(THE REQUEST):
Arrange every line of the records below as a numbered list, leaving out any blank lines.

(THE DATA):
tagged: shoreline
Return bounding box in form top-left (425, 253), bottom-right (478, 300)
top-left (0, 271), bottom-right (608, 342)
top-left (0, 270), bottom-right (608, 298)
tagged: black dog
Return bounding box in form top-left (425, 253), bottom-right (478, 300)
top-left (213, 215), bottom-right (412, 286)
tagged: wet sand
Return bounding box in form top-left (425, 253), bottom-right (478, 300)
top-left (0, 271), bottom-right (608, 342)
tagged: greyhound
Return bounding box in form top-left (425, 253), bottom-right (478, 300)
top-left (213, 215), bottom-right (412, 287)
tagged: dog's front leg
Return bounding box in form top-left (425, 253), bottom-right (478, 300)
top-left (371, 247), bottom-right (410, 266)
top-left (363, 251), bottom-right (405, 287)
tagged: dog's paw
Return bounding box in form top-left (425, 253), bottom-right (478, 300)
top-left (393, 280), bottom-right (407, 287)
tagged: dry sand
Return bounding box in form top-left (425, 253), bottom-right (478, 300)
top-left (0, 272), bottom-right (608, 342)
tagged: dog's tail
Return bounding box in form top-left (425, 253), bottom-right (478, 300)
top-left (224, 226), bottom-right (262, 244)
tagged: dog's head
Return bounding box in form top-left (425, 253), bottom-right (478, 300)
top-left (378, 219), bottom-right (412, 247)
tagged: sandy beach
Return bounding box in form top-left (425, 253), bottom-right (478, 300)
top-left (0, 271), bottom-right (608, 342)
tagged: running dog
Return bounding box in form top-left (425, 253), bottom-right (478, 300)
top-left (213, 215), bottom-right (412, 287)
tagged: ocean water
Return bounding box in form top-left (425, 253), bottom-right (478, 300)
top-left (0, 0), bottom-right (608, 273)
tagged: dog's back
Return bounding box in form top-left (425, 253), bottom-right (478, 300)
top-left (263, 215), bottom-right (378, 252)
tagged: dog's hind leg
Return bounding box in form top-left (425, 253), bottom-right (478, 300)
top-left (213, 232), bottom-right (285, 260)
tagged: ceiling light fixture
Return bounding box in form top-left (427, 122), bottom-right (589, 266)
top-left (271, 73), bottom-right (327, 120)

(TASK OUTPUT):
1. tagged: shoreline
2. Return bounding box in form top-left (425, 253), bottom-right (478, 300)
3. top-left (0, 271), bottom-right (608, 342)
4. top-left (0, 270), bottom-right (608, 298)
5. tagged: black dog
6. Return bounding box in form top-left (425, 253), bottom-right (478, 300)
7. top-left (213, 215), bottom-right (412, 286)
8. tagged: wet sand
9. Return bounding box in form top-left (425, 253), bottom-right (478, 300)
10. top-left (0, 271), bottom-right (608, 342)
11. tagged: greyhound
12. Return bounding box in form top-left (425, 253), bottom-right (478, 300)
13. top-left (213, 215), bottom-right (412, 287)
14. tagged: dog's front leg
15. Return bounding box in form top-left (425, 253), bottom-right (478, 300)
16. top-left (371, 247), bottom-right (410, 266)
17. top-left (363, 251), bottom-right (405, 287)
18. tagged: dog's paw
19. Return bounding box in form top-left (425, 253), bottom-right (478, 300)
20. top-left (393, 280), bottom-right (407, 287)
21. tagged: dry sand
22. Return bounding box in form top-left (425, 253), bottom-right (478, 300)
23. top-left (0, 272), bottom-right (608, 342)
24. tagged: dog's tail
25. Return bounding box in form top-left (425, 253), bottom-right (478, 300)
26. top-left (224, 226), bottom-right (262, 244)
27. tagged: dog's head
28. Return bounding box in form top-left (425, 253), bottom-right (478, 300)
29. top-left (378, 219), bottom-right (412, 247)
30. tagged: sandy beach
31. Return bounding box in form top-left (425, 253), bottom-right (478, 300)
32. top-left (0, 271), bottom-right (608, 342)
33. tagged: running dog
34. Return bounding box in form top-left (425, 253), bottom-right (478, 300)
35. top-left (213, 215), bottom-right (412, 287)
36. tagged: ocean water
37. Return bounding box in form top-left (425, 253), bottom-right (478, 300)
38. top-left (0, 0), bottom-right (608, 273)
39. tagged: dog's back
40. Return bounding box in form top-left (425, 253), bottom-right (478, 300)
41. top-left (263, 215), bottom-right (378, 252)
42. tagged: dog's hind leg
43. Return bounding box in form top-left (425, 253), bottom-right (478, 300)
44. top-left (213, 232), bottom-right (285, 260)
45. tagged: ceiling light fixture
46. Return bounding box in form top-left (427, 122), bottom-right (589, 266)
47. top-left (271, 73), bottom-right (327, 120)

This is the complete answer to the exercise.